* **SELECTED EXCERPT**
***
When healthcare organizations embrace a change orientation, they consider the tough calls that lead to innovation part of the way they do business, not a process or project they engage in for a given period. People innovate when they see a benefit—when they perceive that the change will improve their condition, not when someone else wants it. The following questions will help determine your results-orientation:
- Do we make decisions we can implement immediately?
Or do we “vet” decisions to every conceivable stake holder, suggesting we seek their “buy in,” when we want their approval? Every year one of my clients loses a sterling opportunity because of delayed decision-making—artificially created setbacks that cost mightily. Most recently, a hospital president missed an opportunity to hire an industry star because he wanted others to meet the candidate. Travel schedules interfered with progress; speed did not seem of the essence. While the client wasted precious time, a competitor made an offer, and the candidate accepted. Now this star shines in another galaxy—that of the competition. - To what extent will employees accept leader-only or expert-only decisions?
While often desirable, consensus simply takes too long, and it ignores or negates a leader’s often more trustworthy intuition. Successful organizations realize they must outrun the competition, but they have to do more. They must also exceed their patients’ expectations. These kinds of tough calls require both speed and agility. An aircraft carrier will never be able to turn with the nimbleness of a speedboat; therefore, visionary leaders delegate important decisions to the most qualified person on the team, or they make them themselves. I’ve never been a fan of consensus, and each passing year and missed opportunity confirms my distaste for it. Today’s changing economy simply won’t allow companies to take the time to involve everyone in everything. - How adeptly do we evaluate risk?
Smart risk-takers define the playing field for everyone else. We won’t soon forget the greatness of Steve Jobs. He anticipated and imagined the next big thing and then provided it. He didn’t ask consumers what we wanted; he just invented what he knew we needed. Do you have thinkers in your organization who can take your company to the edge of the cliff without letting it tumble over? Or do your risk managers assume the role of business-prevention managers? - How comfortable would we feel about giving up the status quo?
What parts would we miss? What can’t we live without? So-called comfort food makes us fat, and parts of the status quo make us lazy. We become ego-involved in the way we’ve always done things—imagining our entire world will fall off its axis if we admit to learning and leading a better way. - How have and how will healthcare industry changes demand that we change?
Sometimes external factors decide for us. September 11th forever changed the way we travel, and no one expected or anticipated these changes. Yet, our economy demanded that we figure it out and get planes and passengers back in the air. Again, sometimes change comes more from imposition than invitation, but an agile culture can position an organization to respond well either way. - How well does the speed we prefer match the pace the healthcare industry demands?
To remain competitive and exceptional, a culture must foster and embrace incentives, agility, rewards, experimentation, and high-risk tolerance, not quick victories. Many organizations demanding more “innovation” simply want faster problem-solving, which will only return things to the status quo but not actually force leaders to make the tough calls that would change anything important.
Psychological research tells us that people who overcome adversity build confidence and self-esteem that tells them they can do it again. When we repeatedly play the cards we’re dealt, overcome obstacles, and emerge unscathed, or at least still in one piece, the experience tells us we can do it again. Leaders who help others make tough calls get better results more often.
***
* **DATA UNDER STUDY**
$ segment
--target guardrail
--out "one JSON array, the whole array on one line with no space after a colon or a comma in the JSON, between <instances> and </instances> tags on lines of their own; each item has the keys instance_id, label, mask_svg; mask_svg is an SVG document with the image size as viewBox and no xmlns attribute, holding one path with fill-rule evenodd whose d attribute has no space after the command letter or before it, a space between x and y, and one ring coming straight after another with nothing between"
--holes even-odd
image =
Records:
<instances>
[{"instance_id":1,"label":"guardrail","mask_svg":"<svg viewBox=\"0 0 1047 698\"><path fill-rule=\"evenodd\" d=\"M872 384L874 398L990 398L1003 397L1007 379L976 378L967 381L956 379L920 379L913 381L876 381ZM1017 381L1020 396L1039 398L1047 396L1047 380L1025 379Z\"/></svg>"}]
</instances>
***
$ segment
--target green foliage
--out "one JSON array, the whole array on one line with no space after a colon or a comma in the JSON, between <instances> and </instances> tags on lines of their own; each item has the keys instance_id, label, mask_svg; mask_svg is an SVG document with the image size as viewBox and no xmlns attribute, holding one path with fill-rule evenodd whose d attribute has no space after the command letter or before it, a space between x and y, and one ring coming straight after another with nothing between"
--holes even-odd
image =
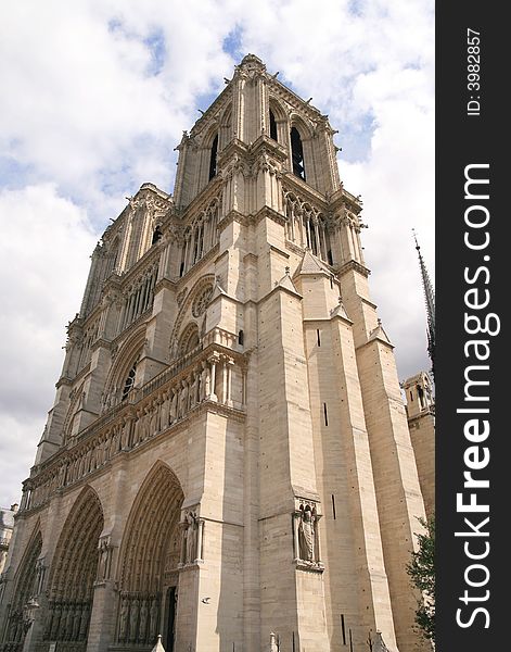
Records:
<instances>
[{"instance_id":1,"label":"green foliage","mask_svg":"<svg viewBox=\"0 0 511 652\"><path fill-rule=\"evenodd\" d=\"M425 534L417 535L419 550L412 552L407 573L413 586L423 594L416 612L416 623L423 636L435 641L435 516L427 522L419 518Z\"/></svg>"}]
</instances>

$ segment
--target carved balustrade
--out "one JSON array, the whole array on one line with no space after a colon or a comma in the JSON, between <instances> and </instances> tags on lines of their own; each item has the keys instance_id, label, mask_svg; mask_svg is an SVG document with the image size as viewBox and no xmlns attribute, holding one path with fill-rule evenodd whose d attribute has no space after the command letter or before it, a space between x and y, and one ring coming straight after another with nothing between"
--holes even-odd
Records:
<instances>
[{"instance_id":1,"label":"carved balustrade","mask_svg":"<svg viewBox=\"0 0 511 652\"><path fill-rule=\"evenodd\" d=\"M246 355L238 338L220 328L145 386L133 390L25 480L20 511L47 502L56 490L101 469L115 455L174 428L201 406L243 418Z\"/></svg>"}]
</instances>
***
* **ACTION ITEM**
In the piece on change orientation in healthcare, turn the paragraph beginning "Psychological research tells us" into a short bulleted list that keeps its main points.

* **ANSWER BELOW**
- According to psychological research, people who overcome adversity gain confidence and self-esteem that tell them they can do it again.
- Repeatedly playing the cards we're dealt, overcoming obstacles, and coming through unscathed, or at least in one piece, shows us we can do it again.
- Leaders who help others make tough calls get better results more often.